**Excerpted text**:
- - -
This is an automated email from the ASF dual-hosted git repository.

tgraves pushed a commit to branch master
in repository https://gitbox.apache.org/repos/asf/spark.git


The following commit(s) were added to refs/heads/master by this push:
     new f36a5fb  [SPARK-38194] Followup: Fix k8s memory overhead passing to 
executor pods
f36a5fb is described below

commit f36a5fb2b88620c1c490d087b0293c4e58d29979
Author: Adam Binford - Customer Site (Virginia) - CW 121796 
<abinf...@pu00cenvdi797.vdi.ux.dg.local>
AuthorDate: Thu Mar 17 18:32:29 2022 -0500

    [SPARK-38194] Followup: Fix k8s memory overhead passing to executor pods
    
    ### What changes were proposed in this pull request?
    
    Follow up to https://github.com/apache/spark/pull/35504 to fix k8s memory 
overhead handling.
    
    ### Why are the changes needed?
    
    https://github.com/apache/spark/pull/35504 introduced a bug only caught by 
the K8S integration tests.
    
    ### Does this PR introduce _any_ user-facing change?
    
    Fix back to old behavior.
    
    ### How was this patch tested?
    
    See if IT passes
    
    Closes #35901 from Kimahriman/k8s-memory-overhead-executors.
- - -
**Excerpts of labeled region data**:
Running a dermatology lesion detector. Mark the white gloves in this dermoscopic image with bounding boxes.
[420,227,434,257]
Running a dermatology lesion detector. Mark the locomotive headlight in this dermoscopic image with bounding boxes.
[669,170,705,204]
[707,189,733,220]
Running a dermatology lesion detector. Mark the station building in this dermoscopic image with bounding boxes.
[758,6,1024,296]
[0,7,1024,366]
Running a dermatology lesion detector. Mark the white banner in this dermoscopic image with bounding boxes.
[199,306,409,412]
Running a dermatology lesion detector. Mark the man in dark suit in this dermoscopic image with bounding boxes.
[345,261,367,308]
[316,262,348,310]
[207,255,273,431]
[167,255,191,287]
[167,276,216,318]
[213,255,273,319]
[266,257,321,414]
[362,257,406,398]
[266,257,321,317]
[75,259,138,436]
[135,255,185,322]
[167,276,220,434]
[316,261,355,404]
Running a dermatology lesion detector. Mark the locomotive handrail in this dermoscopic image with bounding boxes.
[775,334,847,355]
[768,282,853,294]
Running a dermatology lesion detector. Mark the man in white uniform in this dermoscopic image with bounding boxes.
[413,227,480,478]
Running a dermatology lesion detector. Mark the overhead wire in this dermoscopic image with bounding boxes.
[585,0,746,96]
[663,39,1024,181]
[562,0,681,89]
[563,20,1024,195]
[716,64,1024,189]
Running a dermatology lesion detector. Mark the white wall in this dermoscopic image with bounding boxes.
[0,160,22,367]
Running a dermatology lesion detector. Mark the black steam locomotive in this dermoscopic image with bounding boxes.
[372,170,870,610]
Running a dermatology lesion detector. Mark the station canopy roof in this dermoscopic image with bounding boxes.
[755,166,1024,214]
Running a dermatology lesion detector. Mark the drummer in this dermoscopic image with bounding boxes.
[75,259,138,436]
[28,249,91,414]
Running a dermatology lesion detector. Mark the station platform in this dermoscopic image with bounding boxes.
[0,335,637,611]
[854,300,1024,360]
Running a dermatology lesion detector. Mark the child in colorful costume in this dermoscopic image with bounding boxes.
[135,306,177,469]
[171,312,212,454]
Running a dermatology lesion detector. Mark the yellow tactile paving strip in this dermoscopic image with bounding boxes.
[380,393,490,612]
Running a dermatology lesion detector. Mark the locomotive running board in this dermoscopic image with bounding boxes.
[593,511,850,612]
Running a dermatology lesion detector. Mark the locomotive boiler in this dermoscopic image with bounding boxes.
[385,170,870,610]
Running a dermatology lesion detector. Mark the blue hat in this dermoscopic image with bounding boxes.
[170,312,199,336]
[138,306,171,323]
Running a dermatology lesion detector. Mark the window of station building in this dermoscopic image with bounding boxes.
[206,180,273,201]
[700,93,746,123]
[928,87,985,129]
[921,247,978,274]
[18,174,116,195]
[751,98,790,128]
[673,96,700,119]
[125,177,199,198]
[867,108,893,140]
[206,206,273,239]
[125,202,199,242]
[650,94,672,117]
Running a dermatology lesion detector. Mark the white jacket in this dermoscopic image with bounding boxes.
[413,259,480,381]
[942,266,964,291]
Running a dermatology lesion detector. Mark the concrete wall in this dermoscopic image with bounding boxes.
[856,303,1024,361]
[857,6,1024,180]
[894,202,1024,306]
- - -
**Goal**:
Extend the Spark commit email above, picking up after its final line.

**Task output**:
    
    Authored-by: Adam Binford - Customer Site (Virginia) - CW 121796 
<abinf...@pu00cenvdi797.vdi.ux.dg.local>
    Signed-off-by: Thomas Graves <tgra...@apache.org>
---
 .../k8s/features/BasicDriverFeatureStep.scala      | 30 +++++++-----
 .../k8s/features/BasicDriverFeatureStepSuite.scala | 57 +++++++++++++++++-----
 2 files changed, 63 insertions(+), 24 deletions(-)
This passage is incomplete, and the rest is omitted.